TEXT SEGMENT ->

Mania is every where. You detect it in the restless eye, the pallid cheek, the nervous step. It is whispered to us in breeze and gale, wafted to us by every stream. Like an ungovernable harpy, wounding us with its filthy breath and snatching from before us the food that nourishes us.

Those of your readers who date their nativity in town cannot regard this unsatisfactory harmonizing-if I may be allowed this seeming contradictory phrase-of city and country by steam, as a matter of interest. They have seen the countryman unsophisticated as he is, but they little dream of that quiet hearth-stone around which clusters innocence and virtue and the peace of the good man' which give him this simplicity, this confidence in his fellow. They may smile at his awkwardness and wonder at his apparent stupidity, yet the good and the finer feelings are there, which they neither know nor court. Is it not better that this sincerity, this plainness, this freedom from artificiality, should continue established at the hearth-stone? Is it not better that this quiet, this virtue, should remain unmolested, uninterrupted? Can it be, so long as Steam is the currency, the food, drink, the 'wherewithal to clothe us?' Nor can these same denizens regard with much interest the existence of improvements, the parhelia of that sun that shall illumine both city and country alike. But that this is, we have evidences north, south, east, west, and all about. The road and marshy pass and lonesome wood have scarcely a pilgrim to awake sleeping echoes now. The iron racehorse has proved the valorous knight, and with its fearful impetus defies all competition.

DESCRIPTION OF THE TASK ->
Please reproduce word for word the part of the passage on steam starting with "Mania is every" and going on through "that nourishes us.".

INFORMATION SHOWN ->
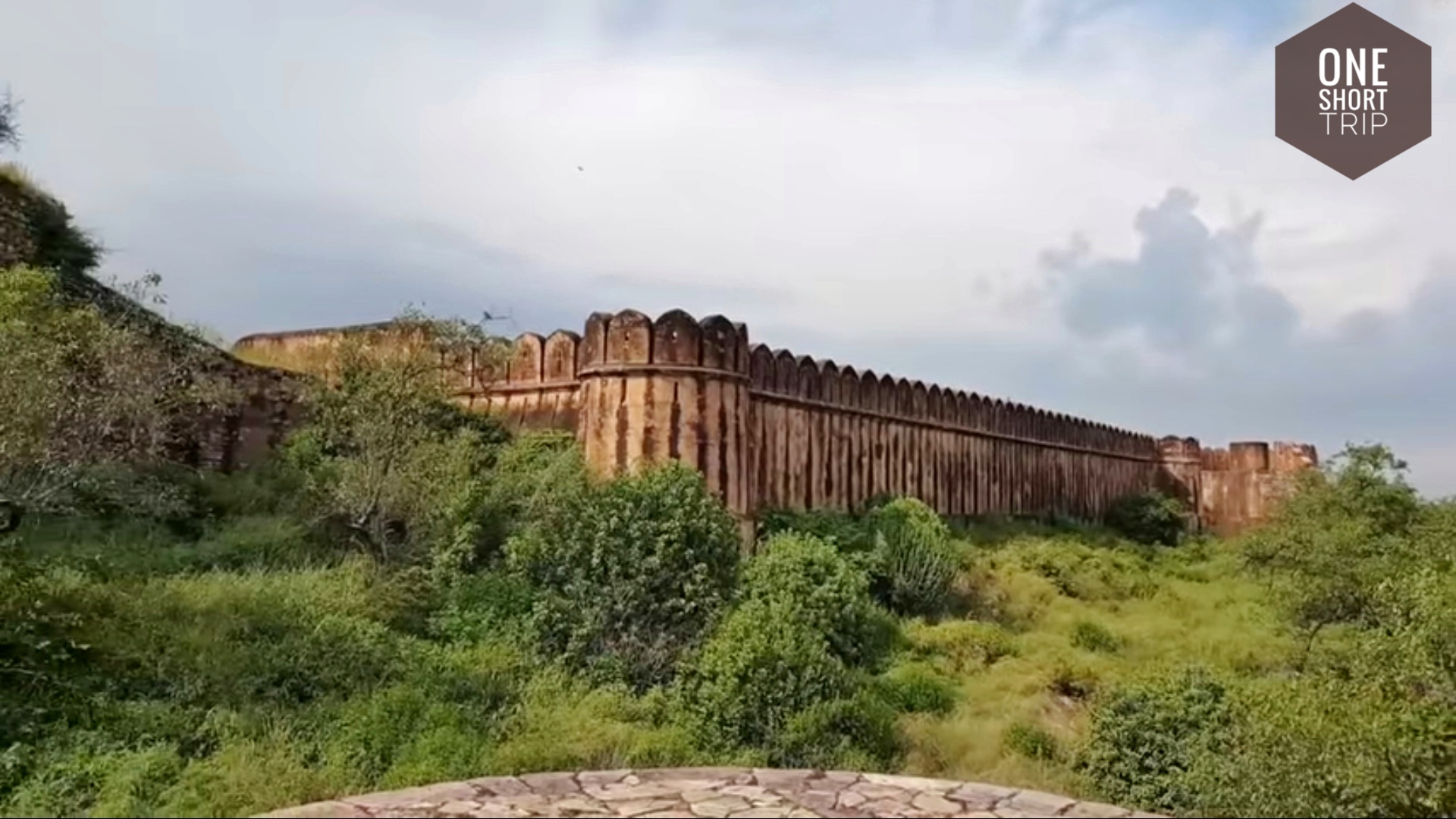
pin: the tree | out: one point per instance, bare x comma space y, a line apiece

--

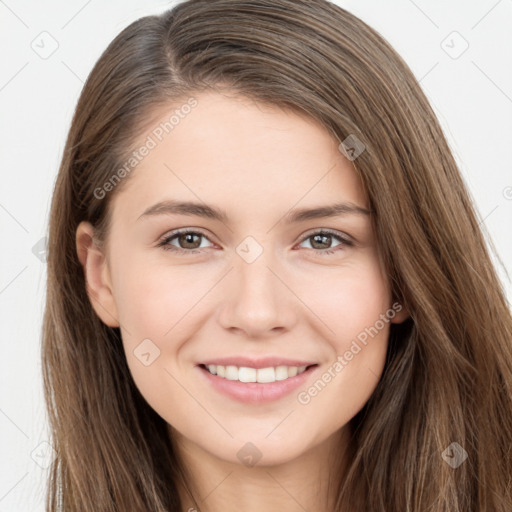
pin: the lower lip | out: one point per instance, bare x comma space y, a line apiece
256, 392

EXPECTED OUTPUT ->
Mania is every where. You detect it in the restless eye, the pallid cheek, the nervous step. It is whispered to us in breeze and gale, wafted to us by every stream. Like an ungovernable harpy, wounding us with its filthy breath and snatching from before us the food that nourishes us.